**Text shown**
# # # #

It is also worth pointing out that there has been a long-known correlation between nutrition and intelligence (and height, which is why you sometimes here that tall people are smarter). Given the starvation conditions that are occurring over much of Africa, no wonder they are intellectually stunted. If you’ve ever fasted for a few days, you know what that does to your thought-processes! Also, in America (where a lot of the “Bell Curve”-type studies have taken place) most blacks are in urban areas where things like fresh fruit are more difficult to come by, and this is compounded by economic factors (the average black household makes less than the average white household, and junk food is cheaper than real food due to corn subsidies), as well as cultural factors (for example, black mothers are more likely to bottle feed their children than white mothers not to mention that academic intelligence isn’t valued in many parts of the inner-city).
All of these factors impact intelligence much more than melanin content.
So what to do if these statistics are real? Vitamin subsidies and all that is a step in the right direction (since peeling back corn subsidies ain’t happenin’).
And if blacks were shown to be intellectual inferior from a genetic standpoint (which I doubt), I don’t really think it would matter than much since within the black population there would still be the normal bell-curve distribution of intelligence, just with the mean shifted to the left. That doesn’t really affect individuals since their position on that curve is unknown, so treating all blacks as intellectually inferior doesn’t accomplish much.
I mean, really, how smart does one have to be to work most office jobs? I’m not saying intelligence doesn’t help, but most jobs are variations on fairly menial tasks. If you can be a car mechanic, you can be an M.D. – they are pretty much the same job the only difference is that medical school itself is artificially difficult (really just brute-force memorization which you don’t need to be a genius to do) and expensive.
Too much value is placed on intelligence, when it rarely comes into use.

# # # #

**Study material**
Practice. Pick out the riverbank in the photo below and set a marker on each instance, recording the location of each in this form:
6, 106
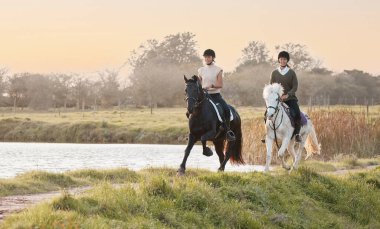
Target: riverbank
340, 130
157, 198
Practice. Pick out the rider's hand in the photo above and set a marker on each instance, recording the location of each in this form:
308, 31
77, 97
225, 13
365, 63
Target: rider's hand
284, 97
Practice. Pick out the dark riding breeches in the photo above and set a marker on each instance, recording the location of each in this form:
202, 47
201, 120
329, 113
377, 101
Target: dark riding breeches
295, 110
217, 98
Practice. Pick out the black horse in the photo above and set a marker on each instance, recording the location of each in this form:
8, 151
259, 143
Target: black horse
204, 126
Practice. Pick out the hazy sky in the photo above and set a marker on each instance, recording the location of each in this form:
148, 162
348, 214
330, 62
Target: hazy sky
91, 35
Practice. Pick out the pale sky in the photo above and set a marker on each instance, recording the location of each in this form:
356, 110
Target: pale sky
92, 35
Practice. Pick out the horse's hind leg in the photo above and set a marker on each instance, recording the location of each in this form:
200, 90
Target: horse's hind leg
207, 136
292, 151
299, 154
268, 144
190, 143
219, 147
281, 153
228, 155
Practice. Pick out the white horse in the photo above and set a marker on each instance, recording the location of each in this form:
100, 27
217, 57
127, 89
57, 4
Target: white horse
278, 127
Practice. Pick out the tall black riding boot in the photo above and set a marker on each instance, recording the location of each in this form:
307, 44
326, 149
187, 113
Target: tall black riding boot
297, 128
265, 122
229, 134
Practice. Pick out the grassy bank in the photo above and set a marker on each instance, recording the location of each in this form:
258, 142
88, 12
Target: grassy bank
156, 198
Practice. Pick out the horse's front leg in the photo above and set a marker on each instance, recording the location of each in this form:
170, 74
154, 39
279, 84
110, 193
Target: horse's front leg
299, 154
190, 143
281, 152
268, 144
208, 136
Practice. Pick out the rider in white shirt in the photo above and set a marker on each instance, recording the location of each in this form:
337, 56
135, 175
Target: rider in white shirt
211, 77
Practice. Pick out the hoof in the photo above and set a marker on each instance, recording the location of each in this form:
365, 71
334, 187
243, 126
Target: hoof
207, 152
180, 172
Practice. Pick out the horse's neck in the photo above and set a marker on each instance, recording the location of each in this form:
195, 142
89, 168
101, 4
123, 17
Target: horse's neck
281, 117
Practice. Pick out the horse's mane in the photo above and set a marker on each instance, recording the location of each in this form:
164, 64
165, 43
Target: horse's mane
273, 88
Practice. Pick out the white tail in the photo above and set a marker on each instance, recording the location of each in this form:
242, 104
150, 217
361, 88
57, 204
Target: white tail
312, 146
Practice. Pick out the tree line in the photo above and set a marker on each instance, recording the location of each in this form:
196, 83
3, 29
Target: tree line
156, 79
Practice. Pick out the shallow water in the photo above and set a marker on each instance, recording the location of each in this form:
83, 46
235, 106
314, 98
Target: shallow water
17, 158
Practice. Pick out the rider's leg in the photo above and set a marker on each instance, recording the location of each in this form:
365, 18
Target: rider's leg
227, 116
293, 104
265, 122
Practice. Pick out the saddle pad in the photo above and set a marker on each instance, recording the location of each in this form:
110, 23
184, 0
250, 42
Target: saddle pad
304, 116
218, 113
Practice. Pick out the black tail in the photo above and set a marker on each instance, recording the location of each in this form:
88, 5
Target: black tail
236, 147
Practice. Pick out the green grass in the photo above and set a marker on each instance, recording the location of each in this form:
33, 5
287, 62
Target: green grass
202, 199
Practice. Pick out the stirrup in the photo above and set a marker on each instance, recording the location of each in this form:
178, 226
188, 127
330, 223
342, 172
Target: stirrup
230, 136
298, 138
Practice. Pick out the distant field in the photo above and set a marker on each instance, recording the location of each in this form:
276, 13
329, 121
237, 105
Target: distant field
340, 129
141, 118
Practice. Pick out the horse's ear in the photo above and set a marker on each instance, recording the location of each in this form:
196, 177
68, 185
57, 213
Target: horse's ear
195, 77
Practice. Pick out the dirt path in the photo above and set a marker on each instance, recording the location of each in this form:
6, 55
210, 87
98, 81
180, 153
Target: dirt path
14, 204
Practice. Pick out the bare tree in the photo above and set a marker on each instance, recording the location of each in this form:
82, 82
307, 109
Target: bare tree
256, 52
300, 58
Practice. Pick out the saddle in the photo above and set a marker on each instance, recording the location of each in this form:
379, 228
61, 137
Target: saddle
220, 111
290, 113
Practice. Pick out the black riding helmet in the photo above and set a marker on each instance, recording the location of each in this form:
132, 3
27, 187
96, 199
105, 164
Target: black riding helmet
284, 54
209, 52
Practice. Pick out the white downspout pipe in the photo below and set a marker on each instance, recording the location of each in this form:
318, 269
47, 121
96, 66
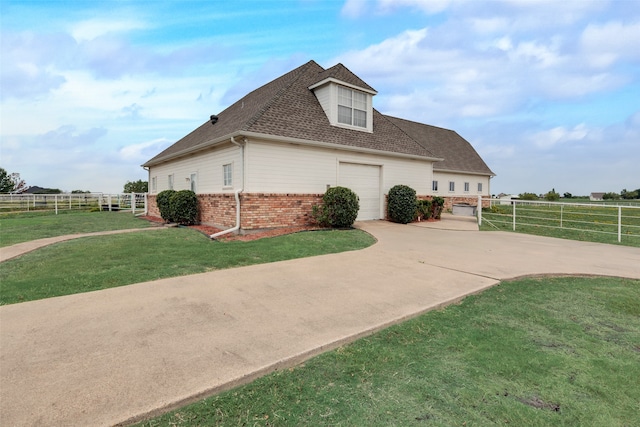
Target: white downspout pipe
237, 195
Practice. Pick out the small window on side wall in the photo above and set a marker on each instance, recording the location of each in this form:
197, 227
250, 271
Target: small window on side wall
193, 179
227, 171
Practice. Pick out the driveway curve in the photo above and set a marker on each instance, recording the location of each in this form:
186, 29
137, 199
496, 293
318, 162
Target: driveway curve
121, 354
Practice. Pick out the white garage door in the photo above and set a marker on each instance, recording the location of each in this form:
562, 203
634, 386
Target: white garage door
364, 180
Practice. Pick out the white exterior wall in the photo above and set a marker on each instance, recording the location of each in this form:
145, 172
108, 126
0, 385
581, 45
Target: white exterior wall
287, 168
208, 167
444, 178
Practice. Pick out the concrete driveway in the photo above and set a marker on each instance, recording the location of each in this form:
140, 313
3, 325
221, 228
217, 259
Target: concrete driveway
113, 356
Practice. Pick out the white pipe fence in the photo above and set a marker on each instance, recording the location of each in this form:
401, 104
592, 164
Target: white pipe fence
54, 203
620, 220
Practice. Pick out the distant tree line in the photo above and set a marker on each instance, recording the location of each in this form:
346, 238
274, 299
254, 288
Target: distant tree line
553, 196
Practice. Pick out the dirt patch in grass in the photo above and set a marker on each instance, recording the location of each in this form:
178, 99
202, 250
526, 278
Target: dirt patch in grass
538, 403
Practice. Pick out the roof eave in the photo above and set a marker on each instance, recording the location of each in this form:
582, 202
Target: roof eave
334, 146
199, 147
463, 172
341, 83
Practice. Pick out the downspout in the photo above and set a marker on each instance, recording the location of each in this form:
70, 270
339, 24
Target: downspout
237, 195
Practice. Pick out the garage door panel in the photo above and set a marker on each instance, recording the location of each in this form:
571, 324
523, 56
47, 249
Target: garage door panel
364, 180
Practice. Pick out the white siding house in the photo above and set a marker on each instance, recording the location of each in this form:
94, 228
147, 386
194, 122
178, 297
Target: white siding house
281, 146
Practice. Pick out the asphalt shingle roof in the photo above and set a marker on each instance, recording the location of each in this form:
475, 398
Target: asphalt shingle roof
457, 152
286, 107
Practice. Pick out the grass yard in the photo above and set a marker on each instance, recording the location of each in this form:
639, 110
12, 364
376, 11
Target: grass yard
585, 223
101, 262
18, 228
534, 352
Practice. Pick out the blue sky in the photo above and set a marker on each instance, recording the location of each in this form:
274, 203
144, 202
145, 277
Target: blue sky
548, 92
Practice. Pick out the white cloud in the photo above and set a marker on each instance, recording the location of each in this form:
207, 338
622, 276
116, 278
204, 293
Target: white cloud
143, 151
605, 44
93, 28
559, 135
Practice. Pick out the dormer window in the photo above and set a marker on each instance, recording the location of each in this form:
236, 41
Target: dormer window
346, 105
352, 107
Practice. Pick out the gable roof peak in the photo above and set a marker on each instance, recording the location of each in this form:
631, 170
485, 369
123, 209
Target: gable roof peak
342, 74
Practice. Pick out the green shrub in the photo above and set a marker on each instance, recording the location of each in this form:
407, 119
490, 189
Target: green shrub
423, 211
184, 207
339, 208
164, 204
401, 204
437, 205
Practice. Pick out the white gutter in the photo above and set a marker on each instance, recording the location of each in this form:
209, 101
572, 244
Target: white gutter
237, 195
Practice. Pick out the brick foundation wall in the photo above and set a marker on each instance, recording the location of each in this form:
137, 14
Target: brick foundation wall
276, 210
448, 201
258, 210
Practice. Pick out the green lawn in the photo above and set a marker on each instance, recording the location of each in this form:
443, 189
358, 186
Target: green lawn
534, 352
585, 223
101, 262
18, 228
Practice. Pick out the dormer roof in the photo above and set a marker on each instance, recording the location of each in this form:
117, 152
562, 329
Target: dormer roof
286, 107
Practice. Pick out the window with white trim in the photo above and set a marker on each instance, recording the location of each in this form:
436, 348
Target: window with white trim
193, 179
352, 107
227, 172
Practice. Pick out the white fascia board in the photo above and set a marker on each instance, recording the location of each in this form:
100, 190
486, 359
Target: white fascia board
333, 146
195, 148
341, 83
462, 172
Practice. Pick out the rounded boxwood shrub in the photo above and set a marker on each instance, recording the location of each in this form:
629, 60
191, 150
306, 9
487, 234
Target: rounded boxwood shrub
437, 205
401, 204
423, 210
184, 207
339, 208
164, 204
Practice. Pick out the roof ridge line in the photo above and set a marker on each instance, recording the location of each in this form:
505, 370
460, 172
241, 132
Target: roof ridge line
302, 69
420, 123
409, 136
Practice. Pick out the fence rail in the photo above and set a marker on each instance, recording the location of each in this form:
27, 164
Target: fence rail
618, 220
54, 203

# # # #

**Exercise set**
**1.** Could you condense the paragraph of the comment on intelligence that begins "It is also worth pointing out" into a short list that keeps its main points?
**2.** Would you print the section of the comment on intelligence starting with "I mean, really, how" and going on through "comes into use."?
**3.** Can you answer these questions from the comment on intelligence?
(a) What does it say makes junk food cheaper than real food?
(b) What does it call a step in the right direction?
(c) Which job does it say is pretty much the same as being an M.D.?
None of the material is needed for these tasks.

**Solutions per task**
**1.**
- Nutrition has long been linked to intelligence, and also to height.
- Starvation across much of Africa would stunt intellect, much as fasting for a few days dulls thinking.
- In America, where many "Bell Curve"-type studies were done, most blacks live in urban areas where fresh fruit is harder to get.
- Economic factors add to this: the average black household earns less than the average white one, and corn subsidies make junk food cheaper than real food.
- Cultural factors add to it as well: black mothers bottle feed more often than white mothers, and academic intelligence isn't valued in many inner-city areas.

**2.**
I mean, really, how smart does one have to be to work most office jobs? I’m not saying intelligence doesn’t help, but most jobs are variations on fairly menial tasks. If you can be a car mechanic, you can be an M.D. – they are pretty much the same job the only difference is that medical school itself is artificially difficult (really just brute-force memorization which you don’t need to be a genius to do) and expensive.
Too much value is placed on intelligence, when it rarely comes into use.

**3.**
(a) Corn subsidies.
(b) Vitamin subsidies.
(c) Car mechanic.